**About this task:** Pictures aside, each record should be reproduced exactly.
━━ Source material ━━
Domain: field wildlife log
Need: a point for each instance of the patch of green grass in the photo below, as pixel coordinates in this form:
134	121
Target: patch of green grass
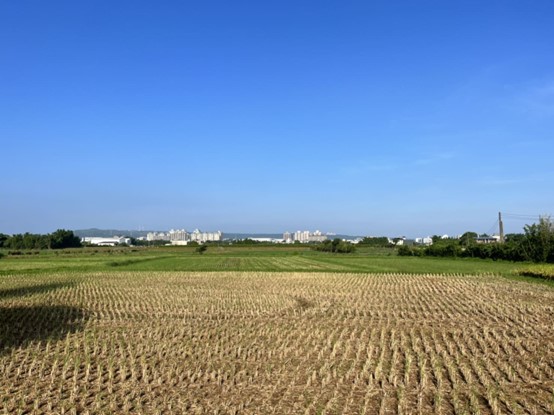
229	258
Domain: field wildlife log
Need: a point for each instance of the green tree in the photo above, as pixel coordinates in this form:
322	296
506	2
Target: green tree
201	249
64	239
538	243
468	238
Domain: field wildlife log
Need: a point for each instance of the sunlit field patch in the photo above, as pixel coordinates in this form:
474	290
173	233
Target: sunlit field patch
258	342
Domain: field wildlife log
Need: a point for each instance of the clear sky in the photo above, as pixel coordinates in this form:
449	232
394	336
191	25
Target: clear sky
358	117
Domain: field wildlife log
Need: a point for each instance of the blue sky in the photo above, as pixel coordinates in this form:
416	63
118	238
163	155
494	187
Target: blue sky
372	118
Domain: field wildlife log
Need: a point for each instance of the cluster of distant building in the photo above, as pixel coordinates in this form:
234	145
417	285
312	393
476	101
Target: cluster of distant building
102	241
182	237
303	237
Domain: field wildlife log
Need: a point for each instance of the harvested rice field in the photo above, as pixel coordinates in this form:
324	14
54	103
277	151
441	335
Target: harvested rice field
138	342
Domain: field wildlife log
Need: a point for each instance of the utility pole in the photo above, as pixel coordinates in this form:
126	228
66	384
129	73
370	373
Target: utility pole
500	227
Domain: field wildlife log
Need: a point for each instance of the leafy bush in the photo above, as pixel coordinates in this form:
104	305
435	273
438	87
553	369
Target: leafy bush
538	271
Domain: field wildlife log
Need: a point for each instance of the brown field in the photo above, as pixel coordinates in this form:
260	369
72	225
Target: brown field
281	343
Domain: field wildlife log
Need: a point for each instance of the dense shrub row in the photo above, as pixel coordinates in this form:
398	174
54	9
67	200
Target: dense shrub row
536	245
57	240
538	271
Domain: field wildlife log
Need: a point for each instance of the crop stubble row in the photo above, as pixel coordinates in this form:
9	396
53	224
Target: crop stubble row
137	342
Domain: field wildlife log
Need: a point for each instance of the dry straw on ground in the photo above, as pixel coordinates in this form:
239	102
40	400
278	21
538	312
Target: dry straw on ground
262	343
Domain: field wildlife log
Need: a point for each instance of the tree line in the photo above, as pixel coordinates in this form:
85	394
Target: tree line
56	240
536	244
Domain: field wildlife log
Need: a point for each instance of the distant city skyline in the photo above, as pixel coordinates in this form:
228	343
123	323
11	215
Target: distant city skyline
365	118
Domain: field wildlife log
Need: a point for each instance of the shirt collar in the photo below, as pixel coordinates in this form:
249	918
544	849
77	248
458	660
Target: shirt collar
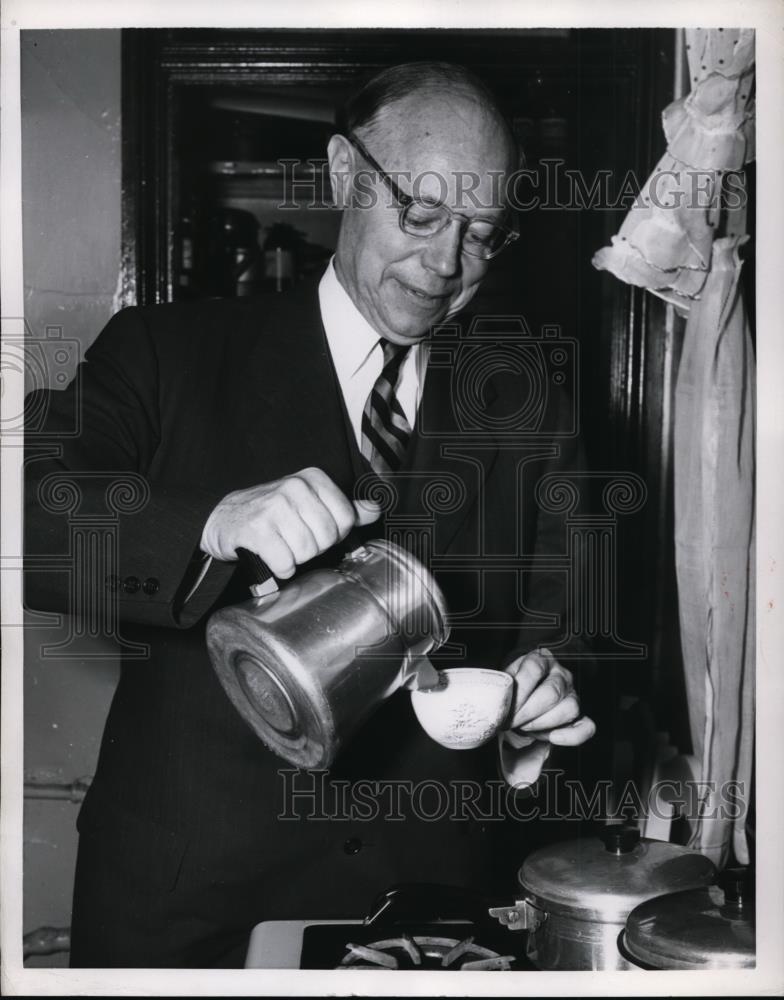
351	338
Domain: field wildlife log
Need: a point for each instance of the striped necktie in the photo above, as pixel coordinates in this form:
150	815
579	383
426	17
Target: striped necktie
385	430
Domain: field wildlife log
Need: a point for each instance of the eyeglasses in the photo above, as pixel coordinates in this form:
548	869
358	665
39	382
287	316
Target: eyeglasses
421	218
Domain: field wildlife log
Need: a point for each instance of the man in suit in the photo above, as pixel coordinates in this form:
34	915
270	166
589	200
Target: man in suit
247	424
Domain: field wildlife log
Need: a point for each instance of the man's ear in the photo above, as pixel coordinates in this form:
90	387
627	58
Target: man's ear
341	159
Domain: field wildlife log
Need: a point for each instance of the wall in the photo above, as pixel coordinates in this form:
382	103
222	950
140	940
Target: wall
71	162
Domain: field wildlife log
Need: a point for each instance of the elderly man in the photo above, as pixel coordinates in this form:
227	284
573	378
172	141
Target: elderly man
250	423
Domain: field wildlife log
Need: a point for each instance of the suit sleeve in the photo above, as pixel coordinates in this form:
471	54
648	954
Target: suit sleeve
95	521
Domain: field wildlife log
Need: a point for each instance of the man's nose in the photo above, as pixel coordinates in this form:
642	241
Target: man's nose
442	251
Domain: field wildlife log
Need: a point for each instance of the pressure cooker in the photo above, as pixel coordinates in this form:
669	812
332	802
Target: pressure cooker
576	896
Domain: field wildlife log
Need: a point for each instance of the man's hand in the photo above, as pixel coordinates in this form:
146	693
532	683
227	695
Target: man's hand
287	522
546	712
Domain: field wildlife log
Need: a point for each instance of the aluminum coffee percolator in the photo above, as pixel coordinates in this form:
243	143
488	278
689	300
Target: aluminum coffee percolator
305	664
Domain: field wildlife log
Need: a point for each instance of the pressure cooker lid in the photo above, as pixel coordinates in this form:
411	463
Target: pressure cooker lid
707	928
602	878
━━━
**The completed task:**
Domain: field wildlife log
Need: a point for each instance of the patch of green grass in the photo below, as pixel coordinates in this form:
134	121
Target: patch of green grass
229	258
Domain: field wildlife log
Need: a point for each instance of the green tree in the photo above, as pixel coordinates in this form:
322	296
506	2
Target: green tree
201	249
64	239
538	243
468	238
Domain: field wildlife log
Need: a point for each instance of the sunlit field patch in the photo above, as pixel coordinates in this form:
474	290
173	233
Target: sunlit field patch
258	342
Domain: field wildlife log
Need: a point for each instance of the clear sky in the photo above, as pixel coordinates in this form:
449	232
394	336
191	25
Target: clear sky
358	117
Domain: field wildlife log
Need: a point for each instance of the blue sky in the photo above, as pixel coordinates in this form:
416	63
118	238
163	155
494	187
Target: blue sky
372	118
Domain: field wildlife log
Need: a point for each instance of the cluster of distant building in the photo above, as pixel coordinates in this form:
234	145
417	285
312	393
476	101
Target: cluster of distant building
102	241
182	237
303	237
Domain: field wildlife log
Need: a point for each instance of the harvested rice field in the photo above, as pixel coordinates in this form:
324	14
54	103
277	151
441	335
Target: harvested rice field
138	342
Domain: field wildlife log
Need: a point for each instance of the utility pole in the photo above, as pixel coordinates in this form:
126	228
66	384
129	73
370	373
Target: utility pole
500	227
Domain: field wildlife log
Need: a point for each instance of the leafy bush in the photo above, as pixel coordinates in this form:
104	305
435	273
438	87
553	369
Target: leafy bush
538	271
Domain: field wildlife log
Need: a point for each instance of the brown field in the photo above, as pixel coordinates in this form:
260	369
72	225
Target: brown field
281	343
Domain: field wildlife log
Need: a point for each instance of the dense shrub row in the photo above, as pixel coordinates in this form:
398	174
54	9
67	200
Target: dense shrub row
536	245
57	240
538	271
Domain: field wildlife log
Need: a point for each instance of the crop stubble row in the photo above, as pixel coordinates in this form:
9	396
53	224
Target: crop stubble row
137	342
Domain: field wildlife log
Need: a point for each instance of the dry straw on ground in the photo above, as pixel coordinates in this form:
239	102
40	400
278	21
538	312
Target: dry straw on ground
262	343
Domain: field wildlife log
Need: a point for each instance of the tree line in the photo above, as pixel coordinates in this form:
85	394
Target: tree line
56	240
536	244
Domain: field wildlife log
Need: a point for each instance of the distant city skyline in the photo above, as pixel coordinates in this form:
228	343
123	323
11	215
Target: distant city skyline
365	118
Domain: field wildlife log
Need: a point for each instance of the shirt collar in the photo below, as pixel coordinates in this form:
249	918
544	849
77	248
458	660
Target: shirt collar
351	338
Domain: field wildlife log
Need: a point for each instance of the striped necktie in the photo above, as pixel coordinates in this form:
150	815
579	383
426	17
Target: striped necktie
385	430
Domain: field wildlife log
Need: a point for each instance of the eyeglasses in the photo above, as pixel coordinates in this form:
548	869
358	665
39	382
287	316
Target: eyeglasses
421	218
Domain: field wildlife log
Need: a point for each instance of the man in suit in the photo above, as pixel coordinates in this form:
34	915
270	166
589	200
Target: man in suit
247	424
Domain: field wildlife log
Need: a point for each instance of the man's ear in the photo above, as pixel coordinates in this form:
90	387
627	58
Target: man's ear
341	159
Domain: field wildlife log
Need: a point for each instance of the wall in the photo above, as pixel coordinates in this form:
382	103
222	950
140	940
Target: wall
71	162
Domain: field wildlife log
Need: a point for each instance of the elderly man in the photo above, as pixel coordinates in this form:
227	284
573	378
172	141
Target: elderly man
250	423
Domain: field wildlife log
Need: a point for each instance of the suit sleeve in the photo above, as pixel coordinates in this form:
471	54
648	954
Target: suit sleeve
95	521
Domain: field wildlife log
Need: a point for each instance of the man's nose in the photo above, as pixel coordinates in this form:
642	241
Target: man's nose
442	251
Domain: field wildlife log
Need: a point for each instance of the pressure cooker in the photo above, as pixel coordinates in this form:
669	812
332	802
Target: pressure cooker
576	896
Domain: field wildlife log
Need: a point for each instance of the man's hand in the photo above, as pixel coordinates in this form:
146	693
532	683
227	695
Target: man's hand
287	522
546	712
Domain: field wildlife log
Need: a point for each instance of the aluminum coffee percolator in the photo above, as pixel coordinates in this form:
243	143
488	278
689	300
Target: aluminum coffee percolator
305	664
Domain: field wildlife log
Need: a point for each instance of the pressure cooker lid in the photo above, as pixel coordinates in this form:
411	463
Target: pressure cooker lid
707	928
602	878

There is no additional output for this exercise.